##### Provided records #####

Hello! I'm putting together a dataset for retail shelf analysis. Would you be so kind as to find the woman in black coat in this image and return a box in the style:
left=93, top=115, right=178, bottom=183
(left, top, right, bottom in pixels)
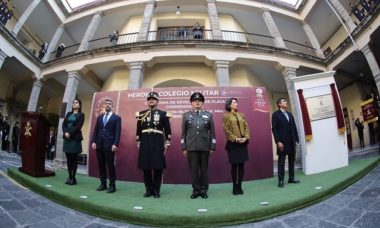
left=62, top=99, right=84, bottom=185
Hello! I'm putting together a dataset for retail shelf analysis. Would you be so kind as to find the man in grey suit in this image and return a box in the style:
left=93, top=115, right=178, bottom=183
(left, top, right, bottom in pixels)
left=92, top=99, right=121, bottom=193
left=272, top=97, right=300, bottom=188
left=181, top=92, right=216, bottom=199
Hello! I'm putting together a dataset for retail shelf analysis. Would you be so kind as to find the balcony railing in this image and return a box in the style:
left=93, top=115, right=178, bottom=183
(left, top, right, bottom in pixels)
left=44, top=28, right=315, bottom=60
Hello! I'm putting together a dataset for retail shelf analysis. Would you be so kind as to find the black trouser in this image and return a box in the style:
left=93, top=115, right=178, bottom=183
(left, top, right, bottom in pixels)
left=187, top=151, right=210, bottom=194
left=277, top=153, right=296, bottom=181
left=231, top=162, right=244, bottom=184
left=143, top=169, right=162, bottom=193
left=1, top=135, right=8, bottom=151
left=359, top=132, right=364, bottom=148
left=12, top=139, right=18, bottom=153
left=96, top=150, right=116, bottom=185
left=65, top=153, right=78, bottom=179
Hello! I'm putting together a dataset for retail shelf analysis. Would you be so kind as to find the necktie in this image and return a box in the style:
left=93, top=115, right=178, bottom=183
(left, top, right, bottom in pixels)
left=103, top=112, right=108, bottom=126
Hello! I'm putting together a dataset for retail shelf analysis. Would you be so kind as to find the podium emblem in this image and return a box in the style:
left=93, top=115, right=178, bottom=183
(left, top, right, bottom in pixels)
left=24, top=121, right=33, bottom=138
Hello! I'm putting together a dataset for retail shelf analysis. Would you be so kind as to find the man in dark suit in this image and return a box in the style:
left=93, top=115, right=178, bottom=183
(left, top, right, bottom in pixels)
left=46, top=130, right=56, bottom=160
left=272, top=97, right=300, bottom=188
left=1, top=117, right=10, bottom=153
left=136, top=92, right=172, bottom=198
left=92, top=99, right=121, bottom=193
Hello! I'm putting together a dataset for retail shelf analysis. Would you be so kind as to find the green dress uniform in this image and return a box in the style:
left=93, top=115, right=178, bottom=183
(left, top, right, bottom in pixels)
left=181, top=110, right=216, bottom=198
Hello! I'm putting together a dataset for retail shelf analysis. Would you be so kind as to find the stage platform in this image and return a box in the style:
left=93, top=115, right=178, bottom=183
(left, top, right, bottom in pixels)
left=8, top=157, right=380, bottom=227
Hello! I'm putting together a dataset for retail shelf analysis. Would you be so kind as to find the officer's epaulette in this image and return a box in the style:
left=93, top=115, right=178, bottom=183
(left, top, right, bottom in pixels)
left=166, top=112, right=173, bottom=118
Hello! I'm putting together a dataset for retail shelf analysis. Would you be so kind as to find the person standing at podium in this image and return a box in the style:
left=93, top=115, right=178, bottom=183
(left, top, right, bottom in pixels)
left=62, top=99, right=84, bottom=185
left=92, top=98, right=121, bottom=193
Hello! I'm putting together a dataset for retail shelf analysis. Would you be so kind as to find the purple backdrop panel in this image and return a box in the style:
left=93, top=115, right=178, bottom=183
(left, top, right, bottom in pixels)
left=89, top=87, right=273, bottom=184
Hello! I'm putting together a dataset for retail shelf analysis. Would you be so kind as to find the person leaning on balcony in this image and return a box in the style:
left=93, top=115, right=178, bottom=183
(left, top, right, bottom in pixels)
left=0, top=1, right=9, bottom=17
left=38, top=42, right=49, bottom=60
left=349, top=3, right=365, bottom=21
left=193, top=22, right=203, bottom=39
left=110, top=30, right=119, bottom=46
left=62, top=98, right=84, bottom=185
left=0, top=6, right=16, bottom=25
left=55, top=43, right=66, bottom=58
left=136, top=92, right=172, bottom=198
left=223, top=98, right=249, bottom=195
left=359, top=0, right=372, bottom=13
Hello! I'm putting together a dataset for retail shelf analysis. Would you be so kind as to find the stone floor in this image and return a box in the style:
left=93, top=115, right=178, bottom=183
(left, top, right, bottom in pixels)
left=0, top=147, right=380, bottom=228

#####
##### Provided records #####

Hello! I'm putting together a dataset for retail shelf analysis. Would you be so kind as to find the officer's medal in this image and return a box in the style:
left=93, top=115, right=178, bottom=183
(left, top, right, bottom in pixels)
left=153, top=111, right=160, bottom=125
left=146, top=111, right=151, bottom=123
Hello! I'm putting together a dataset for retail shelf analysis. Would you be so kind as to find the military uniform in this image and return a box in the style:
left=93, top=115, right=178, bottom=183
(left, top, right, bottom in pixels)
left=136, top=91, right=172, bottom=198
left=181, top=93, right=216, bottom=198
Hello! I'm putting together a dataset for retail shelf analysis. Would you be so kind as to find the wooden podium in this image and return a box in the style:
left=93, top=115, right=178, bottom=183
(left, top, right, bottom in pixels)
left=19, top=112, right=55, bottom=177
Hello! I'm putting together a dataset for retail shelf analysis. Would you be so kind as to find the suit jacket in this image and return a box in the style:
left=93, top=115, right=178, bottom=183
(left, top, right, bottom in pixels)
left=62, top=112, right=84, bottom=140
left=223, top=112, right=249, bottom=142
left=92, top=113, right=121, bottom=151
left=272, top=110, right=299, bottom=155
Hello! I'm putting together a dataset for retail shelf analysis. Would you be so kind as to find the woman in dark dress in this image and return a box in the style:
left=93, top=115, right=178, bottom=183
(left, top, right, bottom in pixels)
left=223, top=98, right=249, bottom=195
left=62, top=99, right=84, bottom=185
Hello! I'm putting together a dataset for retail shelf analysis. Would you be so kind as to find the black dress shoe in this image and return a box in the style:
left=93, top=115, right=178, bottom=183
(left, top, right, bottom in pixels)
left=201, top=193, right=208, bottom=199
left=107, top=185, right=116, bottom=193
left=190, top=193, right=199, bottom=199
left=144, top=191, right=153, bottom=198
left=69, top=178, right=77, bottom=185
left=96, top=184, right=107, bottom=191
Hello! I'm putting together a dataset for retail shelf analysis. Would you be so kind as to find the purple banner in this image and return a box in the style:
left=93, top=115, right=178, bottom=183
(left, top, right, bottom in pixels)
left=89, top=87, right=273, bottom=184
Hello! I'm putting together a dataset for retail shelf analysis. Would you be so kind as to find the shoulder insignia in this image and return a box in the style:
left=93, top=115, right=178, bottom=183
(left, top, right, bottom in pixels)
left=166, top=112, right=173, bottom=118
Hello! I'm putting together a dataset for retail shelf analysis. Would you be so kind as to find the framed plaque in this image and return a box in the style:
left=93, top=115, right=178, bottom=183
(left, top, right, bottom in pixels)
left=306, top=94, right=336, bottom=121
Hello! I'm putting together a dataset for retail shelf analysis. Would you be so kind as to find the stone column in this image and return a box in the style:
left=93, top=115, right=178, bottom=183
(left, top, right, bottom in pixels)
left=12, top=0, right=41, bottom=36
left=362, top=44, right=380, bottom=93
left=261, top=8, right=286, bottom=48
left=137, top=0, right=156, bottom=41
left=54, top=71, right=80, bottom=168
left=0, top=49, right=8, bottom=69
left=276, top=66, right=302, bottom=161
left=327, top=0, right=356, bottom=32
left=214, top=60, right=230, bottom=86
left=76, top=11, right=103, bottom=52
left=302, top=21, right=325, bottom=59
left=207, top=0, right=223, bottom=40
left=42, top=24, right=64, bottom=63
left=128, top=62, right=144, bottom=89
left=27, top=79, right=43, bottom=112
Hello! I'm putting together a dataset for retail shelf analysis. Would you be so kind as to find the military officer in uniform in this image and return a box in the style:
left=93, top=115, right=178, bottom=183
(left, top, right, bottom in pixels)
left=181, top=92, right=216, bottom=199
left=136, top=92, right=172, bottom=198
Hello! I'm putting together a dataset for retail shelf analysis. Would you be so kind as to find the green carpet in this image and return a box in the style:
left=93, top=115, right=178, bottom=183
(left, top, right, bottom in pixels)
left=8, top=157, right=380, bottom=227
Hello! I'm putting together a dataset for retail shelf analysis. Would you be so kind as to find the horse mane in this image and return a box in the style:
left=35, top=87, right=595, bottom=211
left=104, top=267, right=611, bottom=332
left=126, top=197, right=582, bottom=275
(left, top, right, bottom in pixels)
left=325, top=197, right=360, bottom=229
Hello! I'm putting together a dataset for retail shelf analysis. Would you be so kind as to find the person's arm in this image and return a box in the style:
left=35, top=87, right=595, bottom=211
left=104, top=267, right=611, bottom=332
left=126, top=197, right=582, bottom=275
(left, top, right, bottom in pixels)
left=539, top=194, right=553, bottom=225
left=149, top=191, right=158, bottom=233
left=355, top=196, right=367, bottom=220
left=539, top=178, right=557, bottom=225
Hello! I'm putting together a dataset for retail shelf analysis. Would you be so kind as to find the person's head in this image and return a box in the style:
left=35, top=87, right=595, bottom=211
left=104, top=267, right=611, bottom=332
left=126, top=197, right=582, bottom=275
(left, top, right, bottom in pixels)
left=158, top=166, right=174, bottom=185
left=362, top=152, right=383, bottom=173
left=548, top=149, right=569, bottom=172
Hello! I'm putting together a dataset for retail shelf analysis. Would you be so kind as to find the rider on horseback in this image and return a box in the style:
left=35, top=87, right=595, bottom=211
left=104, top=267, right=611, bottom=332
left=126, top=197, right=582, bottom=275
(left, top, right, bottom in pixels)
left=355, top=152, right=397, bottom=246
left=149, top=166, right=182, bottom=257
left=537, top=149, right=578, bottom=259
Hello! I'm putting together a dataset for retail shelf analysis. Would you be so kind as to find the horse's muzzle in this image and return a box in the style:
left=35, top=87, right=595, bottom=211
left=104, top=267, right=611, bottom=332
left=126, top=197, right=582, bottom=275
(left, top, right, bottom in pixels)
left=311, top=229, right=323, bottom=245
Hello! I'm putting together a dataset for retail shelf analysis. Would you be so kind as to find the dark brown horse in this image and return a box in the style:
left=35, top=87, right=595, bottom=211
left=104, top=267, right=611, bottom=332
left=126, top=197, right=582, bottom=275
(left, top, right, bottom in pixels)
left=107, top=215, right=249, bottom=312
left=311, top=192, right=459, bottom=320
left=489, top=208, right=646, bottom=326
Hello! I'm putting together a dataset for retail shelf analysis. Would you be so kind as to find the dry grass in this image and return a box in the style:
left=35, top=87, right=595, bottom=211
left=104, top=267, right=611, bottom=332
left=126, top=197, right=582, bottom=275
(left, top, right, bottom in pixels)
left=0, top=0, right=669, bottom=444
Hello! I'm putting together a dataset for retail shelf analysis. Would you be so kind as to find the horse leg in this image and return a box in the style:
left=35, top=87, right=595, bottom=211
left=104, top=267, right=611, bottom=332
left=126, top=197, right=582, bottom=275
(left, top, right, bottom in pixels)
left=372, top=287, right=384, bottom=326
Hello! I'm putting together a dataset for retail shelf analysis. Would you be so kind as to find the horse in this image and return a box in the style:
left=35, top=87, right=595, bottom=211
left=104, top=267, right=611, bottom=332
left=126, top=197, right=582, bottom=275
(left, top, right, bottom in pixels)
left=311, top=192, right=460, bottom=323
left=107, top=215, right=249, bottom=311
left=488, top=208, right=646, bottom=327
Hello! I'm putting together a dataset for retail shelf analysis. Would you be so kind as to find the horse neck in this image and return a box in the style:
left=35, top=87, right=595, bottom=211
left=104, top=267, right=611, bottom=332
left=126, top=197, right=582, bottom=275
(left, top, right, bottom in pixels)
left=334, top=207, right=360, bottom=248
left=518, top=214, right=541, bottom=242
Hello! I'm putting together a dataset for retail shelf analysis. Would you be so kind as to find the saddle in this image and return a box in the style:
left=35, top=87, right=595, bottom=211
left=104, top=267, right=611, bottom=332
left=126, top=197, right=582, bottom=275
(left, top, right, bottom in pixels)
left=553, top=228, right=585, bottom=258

#####

**Task goal:** Count the lines in the entries above that contain the word "green", treating case as significant, and give only the number.

**Exercise solution:** 2